*SUPPLIED PASSAGE:*
⁂

# My new Gear



## Natheer Mallick

So I sold my Rocket and Aerotank Mega, and decided to go for an RBA/Mech combo. Here's what I ended up getting:

A Big Buddah sitting on a Hades mod, and I'm loving it! Day 1 and I'm already planning different build configurations lol

Reactions: Like 11 | Winner 2


----------



## Riaz

beautiful!!!!


----------



## kevkev

Riaz said:


> beautiful!!!!


 
Absolutely (Said in Zuma's voice)

That is sure a stunner man, enjoy!


----------



## Natheer Mallick

kevkev said:


> Absolutely (Said in Zuma's voice)
> 
> That is sure a stunner man, enjoy!


 
Lmao! Now I've got Zuma saying absolutely playing over and over in my head hahaha

Reactions: Agree 1


----------



## Gizmo

Damn sexy!!


----------



## Alex

Looks good


----------



## shabbar

that sure is damn sexy , congrats n enjoy !!!


----------



## Yiannaki

Now that's some slick looking gear! Awesome 

Enjoy it!


----------



## hands

looking good sir  enjoy


----------



## Marzuq

Natheer Mallick said:


> So I sold my Rocket and Aerotank Mega, and decided to go for an RBA/Mech combo. Here's what I ended up getting:
> View attachment 12278
> A Big Buddah sitting on a Hades mod, and I'm loving it! Day 1 and I'm already planning different build configurations lol


That's stunning. Very nice setup


----------



## Natheer Mallick

Thanks guys. I should have made the move a long time ago lol

Reactions: Like 1


----------



## Yiannaki

Natheer Mallick said:


> Thanks guys. I should have made the move a long time ago lol


 
but the fact that you didn't allows you to appreciate the difference far more


----------



## Natheer Mallick

Yiannaki said:


> but the fact that you didn't allows you to appreciate the difference far more


 
So true. And I guess that's the fun of it. Starting with something basic like a Twisp or a Titan, and then working your way up the ranks

Reactions: Agree 1


----------



## Nibbler

Christmas is just around the corner.

⁂

*INFORMATION SHOWN:*
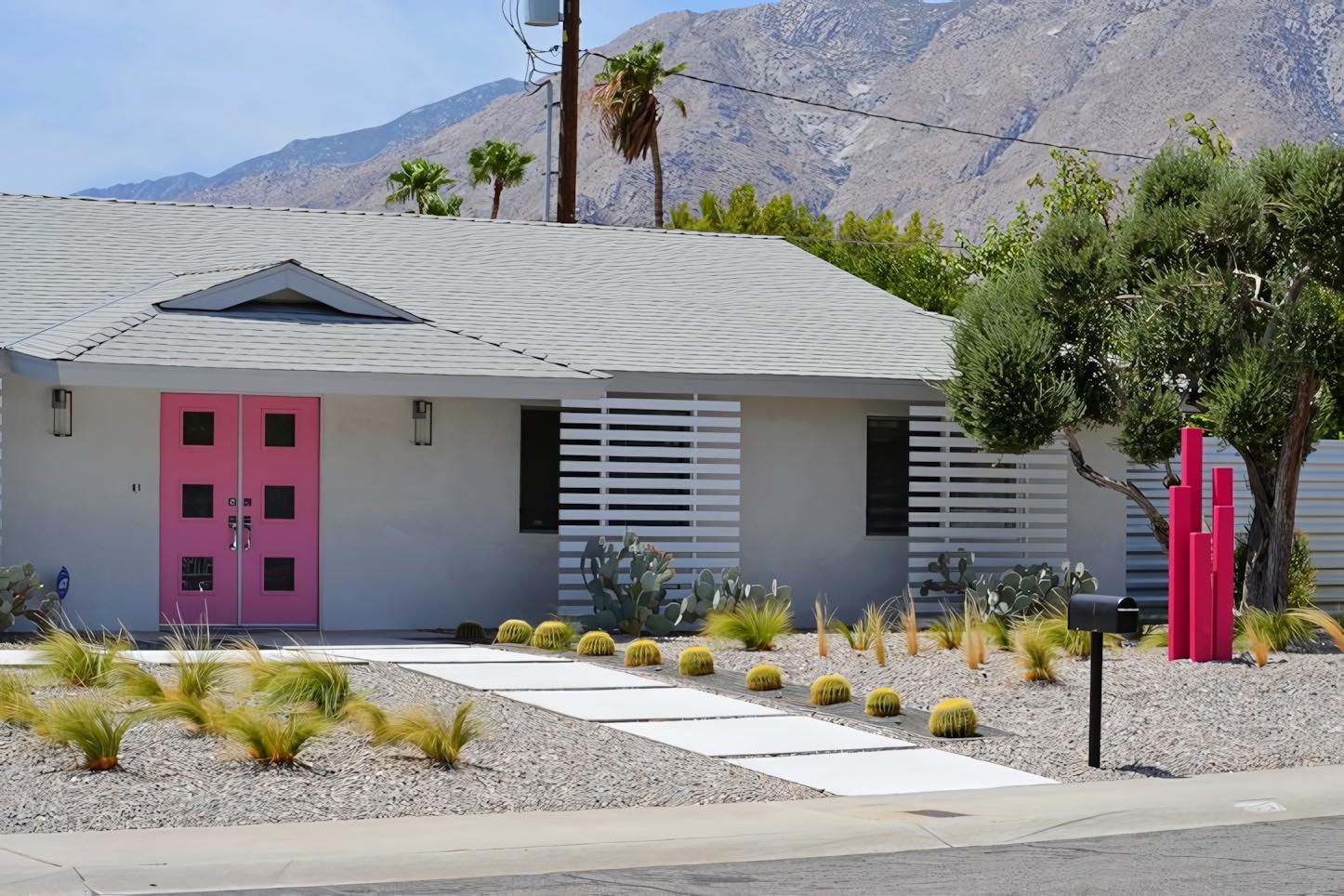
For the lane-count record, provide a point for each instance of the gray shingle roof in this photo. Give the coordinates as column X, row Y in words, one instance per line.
column 526, row 296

⁂

In the forum thread about new gear, what mod is the Big Buddah sitting on?

*FULL SOLUTION:*
A Hades mod.